**CONSEGNA 1**
Quali sono, nell'estratto, tutti i passi racchiusi tra virgolette doppie? Elencali nell'ordine in cui compaiono.
**CONSEGNA 2**
Come si traduce in inglese la frase dell'estratto "In un partito o movimento il presidente assai raramente sostiene dei punti personali."?
**CONSEGNA 3**
Puoi citare parola per parola il tratto dell'estratto che inizia con le parole "Lei scrive che" e si chiude dopo "rianalizzeremo il tutto."?

**ESTRATTO**
%%

D’Andrea scrive: “ARS Longa è giunto a questa qualifica dopo aver analizzato IL MIO MANIFESTO PERSONALE, NON IL DOCUMENTO DI ANALISI E PROPOSTE DELL'ARS. I due documenti sono sufficientemente diversi”. Su questo due osservazioni. La prima. Il mio collega ha esaminato il “Manifesto del Fronte Popolare” che sta a questo link: http://www.appelloalpopolo.it/?p=22. Come si evince il manifesto è scritto al plurale e sebbene sia stato inserito in una rubrica “documenti personali” sta sul sito di “Appello al Popolo”. Ora - converrà - che in politica un Manifesto, scritto al plurale può essere facilmente scambiato per idee del movimento. Posso prendere atto che invece si tratta di “parole in libertà”, sue opinioni. Mi rimane la perplessità metodologica, direi di prassi politica. In un partito o movimento il presidente assai raramente sostiene dei punti personali. Farlo significherebbe confondere non poco i militanti. Perché i militanti a quel punto passerebbero parte del loro tempo a cercare di decrittare la linea ufficiale nel tentativo di distinguerla dal suo pensiero. Io la consiglierei di ovviare a questa sua consuetudine. Potrebbe succedere, altrimenti, che qualche militante - prima o poi - si spinga a chiederle “ma questa è la tua posizione o quella dell’ARS?”.
Abbiamo dunque analizzato un documento personale del presidente di una associazione, che non riflette gli orientamenti della associazione ma che è ospitato con richiamo in home page sul sito ufficiale della Associazione. Un poco complicato e con un potenziale sviante, ma siamo anche qui sufficientemente attrezzati per rimediare.
Lei scrive che a marcare la differenza tra i documenti dell’ARS e il suo “manifesto personale” sta il fatto che nei primi “Le prese di posizione morali, per esempio, sono quasi scomparse”. Occorrerà fare molta attenzione quando rianalizzeremo il tutto.

%%

**MATERIALE FORNITO**
%%

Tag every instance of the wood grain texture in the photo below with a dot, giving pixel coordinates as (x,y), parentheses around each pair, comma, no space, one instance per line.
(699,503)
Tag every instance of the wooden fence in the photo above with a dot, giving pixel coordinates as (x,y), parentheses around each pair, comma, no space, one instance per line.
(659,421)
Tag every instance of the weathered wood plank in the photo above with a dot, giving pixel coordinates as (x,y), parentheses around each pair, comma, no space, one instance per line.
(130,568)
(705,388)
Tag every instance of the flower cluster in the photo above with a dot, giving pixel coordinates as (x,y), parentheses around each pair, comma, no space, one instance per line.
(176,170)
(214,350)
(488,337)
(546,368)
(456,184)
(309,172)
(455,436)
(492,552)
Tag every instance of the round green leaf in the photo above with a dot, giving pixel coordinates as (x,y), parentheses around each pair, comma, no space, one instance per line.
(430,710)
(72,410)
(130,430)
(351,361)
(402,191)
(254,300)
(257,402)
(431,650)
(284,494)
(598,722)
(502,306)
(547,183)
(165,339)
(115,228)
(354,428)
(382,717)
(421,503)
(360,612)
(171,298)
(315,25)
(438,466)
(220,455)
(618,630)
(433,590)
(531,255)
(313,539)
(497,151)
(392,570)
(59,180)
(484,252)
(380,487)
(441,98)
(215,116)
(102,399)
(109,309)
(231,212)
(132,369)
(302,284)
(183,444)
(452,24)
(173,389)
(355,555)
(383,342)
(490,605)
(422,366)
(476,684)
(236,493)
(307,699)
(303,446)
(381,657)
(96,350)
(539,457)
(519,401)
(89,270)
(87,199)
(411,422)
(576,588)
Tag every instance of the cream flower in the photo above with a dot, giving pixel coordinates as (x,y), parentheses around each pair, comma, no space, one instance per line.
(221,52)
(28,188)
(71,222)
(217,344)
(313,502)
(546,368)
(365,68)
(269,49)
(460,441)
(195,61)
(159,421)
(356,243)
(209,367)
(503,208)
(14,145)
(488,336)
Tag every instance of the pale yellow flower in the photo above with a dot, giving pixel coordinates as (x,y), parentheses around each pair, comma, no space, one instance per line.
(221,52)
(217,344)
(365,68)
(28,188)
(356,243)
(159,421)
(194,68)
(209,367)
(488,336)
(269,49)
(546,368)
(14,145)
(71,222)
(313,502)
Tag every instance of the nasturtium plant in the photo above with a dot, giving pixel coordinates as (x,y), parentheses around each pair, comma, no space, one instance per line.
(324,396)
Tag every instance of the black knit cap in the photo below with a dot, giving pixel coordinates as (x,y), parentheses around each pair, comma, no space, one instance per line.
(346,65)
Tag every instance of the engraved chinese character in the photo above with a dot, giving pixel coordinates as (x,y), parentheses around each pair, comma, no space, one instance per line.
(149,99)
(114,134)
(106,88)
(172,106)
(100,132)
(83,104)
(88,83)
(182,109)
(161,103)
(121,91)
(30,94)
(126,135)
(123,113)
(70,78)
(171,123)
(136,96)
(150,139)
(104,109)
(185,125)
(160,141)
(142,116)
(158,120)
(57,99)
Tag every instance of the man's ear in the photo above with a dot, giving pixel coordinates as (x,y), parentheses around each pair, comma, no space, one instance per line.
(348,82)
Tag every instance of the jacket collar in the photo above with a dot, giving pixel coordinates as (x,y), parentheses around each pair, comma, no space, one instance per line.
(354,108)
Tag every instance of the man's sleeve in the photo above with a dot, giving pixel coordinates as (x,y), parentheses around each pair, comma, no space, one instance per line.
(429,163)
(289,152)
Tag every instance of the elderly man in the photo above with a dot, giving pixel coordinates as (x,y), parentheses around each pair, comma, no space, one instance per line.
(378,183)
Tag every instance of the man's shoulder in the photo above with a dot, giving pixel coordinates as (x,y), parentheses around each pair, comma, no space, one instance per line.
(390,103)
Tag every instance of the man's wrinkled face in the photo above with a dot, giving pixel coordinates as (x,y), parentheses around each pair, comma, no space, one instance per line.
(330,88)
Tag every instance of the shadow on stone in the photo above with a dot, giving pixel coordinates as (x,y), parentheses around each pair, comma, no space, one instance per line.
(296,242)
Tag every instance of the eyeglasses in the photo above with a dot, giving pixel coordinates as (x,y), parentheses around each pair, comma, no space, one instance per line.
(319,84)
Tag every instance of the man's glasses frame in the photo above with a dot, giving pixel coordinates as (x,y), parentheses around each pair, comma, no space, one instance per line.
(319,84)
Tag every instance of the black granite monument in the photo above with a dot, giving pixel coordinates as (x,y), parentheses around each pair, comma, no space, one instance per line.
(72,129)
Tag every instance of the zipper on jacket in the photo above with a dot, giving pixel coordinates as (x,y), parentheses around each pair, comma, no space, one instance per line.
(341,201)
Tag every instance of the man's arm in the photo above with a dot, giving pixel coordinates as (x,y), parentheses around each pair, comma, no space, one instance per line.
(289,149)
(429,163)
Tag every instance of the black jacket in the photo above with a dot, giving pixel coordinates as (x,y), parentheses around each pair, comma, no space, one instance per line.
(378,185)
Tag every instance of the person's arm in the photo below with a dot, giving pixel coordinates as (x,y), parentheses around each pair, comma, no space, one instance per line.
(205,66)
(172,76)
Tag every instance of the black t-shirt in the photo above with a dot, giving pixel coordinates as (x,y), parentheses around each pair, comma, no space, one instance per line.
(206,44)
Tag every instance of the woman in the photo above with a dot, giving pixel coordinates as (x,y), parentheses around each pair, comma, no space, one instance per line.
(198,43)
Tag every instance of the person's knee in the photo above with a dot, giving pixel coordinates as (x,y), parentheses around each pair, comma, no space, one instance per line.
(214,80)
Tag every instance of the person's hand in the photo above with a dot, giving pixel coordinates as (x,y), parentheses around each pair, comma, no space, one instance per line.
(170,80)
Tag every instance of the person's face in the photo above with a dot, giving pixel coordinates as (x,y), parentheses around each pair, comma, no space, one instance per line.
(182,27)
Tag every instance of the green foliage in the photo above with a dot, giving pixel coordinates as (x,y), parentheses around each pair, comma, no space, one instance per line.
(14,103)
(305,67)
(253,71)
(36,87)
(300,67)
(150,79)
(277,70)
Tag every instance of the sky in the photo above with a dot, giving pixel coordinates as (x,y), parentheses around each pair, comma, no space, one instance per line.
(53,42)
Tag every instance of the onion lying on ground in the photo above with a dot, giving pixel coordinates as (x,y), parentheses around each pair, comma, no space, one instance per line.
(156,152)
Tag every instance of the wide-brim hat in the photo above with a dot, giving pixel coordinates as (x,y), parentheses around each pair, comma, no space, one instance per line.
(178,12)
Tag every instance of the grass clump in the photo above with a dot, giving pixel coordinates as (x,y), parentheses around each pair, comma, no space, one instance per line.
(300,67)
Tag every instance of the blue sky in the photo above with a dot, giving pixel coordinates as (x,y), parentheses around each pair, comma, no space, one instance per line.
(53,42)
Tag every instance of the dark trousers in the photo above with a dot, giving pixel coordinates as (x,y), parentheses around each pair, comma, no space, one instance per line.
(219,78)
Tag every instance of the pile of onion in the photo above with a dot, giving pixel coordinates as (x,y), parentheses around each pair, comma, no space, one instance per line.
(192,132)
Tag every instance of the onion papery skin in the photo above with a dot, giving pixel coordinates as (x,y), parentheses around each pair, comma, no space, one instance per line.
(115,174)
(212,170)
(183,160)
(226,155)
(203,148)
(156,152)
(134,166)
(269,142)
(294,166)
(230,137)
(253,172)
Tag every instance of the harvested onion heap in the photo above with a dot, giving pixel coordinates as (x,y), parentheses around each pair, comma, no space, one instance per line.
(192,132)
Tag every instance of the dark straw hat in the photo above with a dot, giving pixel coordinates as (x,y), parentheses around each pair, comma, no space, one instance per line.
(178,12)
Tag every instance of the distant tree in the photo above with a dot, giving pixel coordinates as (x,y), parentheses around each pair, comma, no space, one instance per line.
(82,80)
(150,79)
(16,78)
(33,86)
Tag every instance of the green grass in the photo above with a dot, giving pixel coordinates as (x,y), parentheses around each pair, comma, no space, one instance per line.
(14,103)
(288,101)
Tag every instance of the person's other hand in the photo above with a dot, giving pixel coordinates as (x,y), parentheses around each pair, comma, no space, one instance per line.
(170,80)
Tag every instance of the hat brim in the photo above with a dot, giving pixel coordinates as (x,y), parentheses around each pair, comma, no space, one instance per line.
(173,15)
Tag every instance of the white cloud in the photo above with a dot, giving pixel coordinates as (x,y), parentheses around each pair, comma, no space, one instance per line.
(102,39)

%%

**RISPOSTA CORRETTA 1**
1. ARS Longa è giunto a questa qualifica dopo aver analizzato IL MIO MANIFESTO PERSONALE, NON IL DOCUMENTO DI ANALISI E PROPOSTE DELL'ARS. I due documenti sono sufficientemente diversi
2. Manifesto del Fronte Popolare
3. documenti personali
4. Appello al Popolo
5. parole in libertà
6. ma questa è la tua posizione o quella dell’ARS?
7. manifesto personale
8. Le prese di posizione morali, per esempio, sono quasi scomparse

**RISPOSTA CORRETTA 2**
In a party or movement, the president very rarely puts forward personal positions.

**RISPOSTA CORRETTA 3**
Lei scrive che a marcare la differenza tra i documenti dell’ARS e il suo “manifesto personale” sta il fatto che nei primi “Le prese di posizione morali, per esempio, sono quasi scomparse”. Occorrerà fare molta attenzione quando rianalizzeremo il tutto.